-- SUPPLIED PASSAGE --
Does Whiskey Go Bad? Everything You Need to Know.


Words By Brad Neathery

It's a common question asked by whiskey lovers everywhere: does whiskey go bad? The answer, as with most things in life, is – it depends. We get the question often enough, especially with a spire of wood in our bottle, so we figured we'd give you a definitive answer. Here's everything you need to know about whether or not your precious whiskey could go bad.

Whiskey is a distilled spirit made from fermented grain mash. It typically has a high alcohol content, and is aging in wooden casks (usually oak). Because of its high alcohol content, many people believe that whiskey can't go bad. However, this isn't actually the case.

While it's true that the alcohol content in whiskey acts as a preservative, there are still some conditions under which whiskey can go bad. If whiskey is exposed to too much oxygen, for example, it can start to oxidize and develop a rancid taste. Additionally, if whiskey is stored in a hot or humid environment, it can begin to grow mold or mildew.

-- DATA UNDER STUDY --
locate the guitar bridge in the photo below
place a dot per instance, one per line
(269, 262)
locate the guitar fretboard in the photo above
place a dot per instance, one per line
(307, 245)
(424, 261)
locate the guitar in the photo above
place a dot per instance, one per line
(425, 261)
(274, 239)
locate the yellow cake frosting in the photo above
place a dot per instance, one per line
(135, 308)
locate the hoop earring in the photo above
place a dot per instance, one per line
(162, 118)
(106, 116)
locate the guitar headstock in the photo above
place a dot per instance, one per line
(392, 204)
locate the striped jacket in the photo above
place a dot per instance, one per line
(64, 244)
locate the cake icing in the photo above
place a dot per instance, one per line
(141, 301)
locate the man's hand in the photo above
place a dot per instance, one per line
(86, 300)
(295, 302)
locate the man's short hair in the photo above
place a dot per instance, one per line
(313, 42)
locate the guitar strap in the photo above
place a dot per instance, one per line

-- EXERCISES --
1. Name every trait of whiskey that the whiskey article gives in the paragraph defining what whiskey is.
2. Using the whiskey article, explain why many people think whiskey cannot go bad and why the article says that belief is wrong.
3. Set down the part of the whiskey article starting at "Words By Brad" and ending at "actually the case.", word for word.

-- ANSWERS BELOW --
1.
- It is a distilled spirit.
- It is made from fermented grain mash.
- It typically has a high alcohol content.
- It ages in wooden casks, usually oak.

2. Many people think whiskey cannot go bad because its high alcohol content acts as a preservative. The article says this isn't actually the case, because whiskey exposed to too much oxygen can oxidize and develop a rancid taste. Whiskey stored in a hot or humid environment can also grow mold or mildew.

3.
Words By Brad Neathery

It's a common question asked by whiskey lovers everywhere: does whiskey go bad? The answer, as with most things in life, is – it depends. We get the question often enough, especially with a spire of wood in our bottle, so we figured we'd give you a definitive answer. Here's everything you need to know about whether or not your precious whiskey could go bad.

Whiskey is a distilled spirit made from fermented grain mash. It typically has a high alcohol content, and is aging in wooden casks (usually oak). Because of its high alcohol content, many people believe that whiskey can't go bad. However, this isn't actually the case.